─── Entries provided

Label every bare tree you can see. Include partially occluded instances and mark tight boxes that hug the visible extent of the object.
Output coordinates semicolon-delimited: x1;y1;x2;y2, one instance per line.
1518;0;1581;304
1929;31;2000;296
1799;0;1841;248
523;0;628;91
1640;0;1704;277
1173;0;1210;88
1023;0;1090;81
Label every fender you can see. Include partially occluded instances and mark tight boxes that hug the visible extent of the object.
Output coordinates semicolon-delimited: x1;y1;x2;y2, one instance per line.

──────

### Exercise details:
Write out each line above containing "that".

### Exercise solution:
Label every bare tree you can see. Include partially occluded instances and mark tight boxes that hug the visible extent of the object.
Label every fender you can see. Include partially occluded instances and mark tight boxes that hug the visible extent of the object.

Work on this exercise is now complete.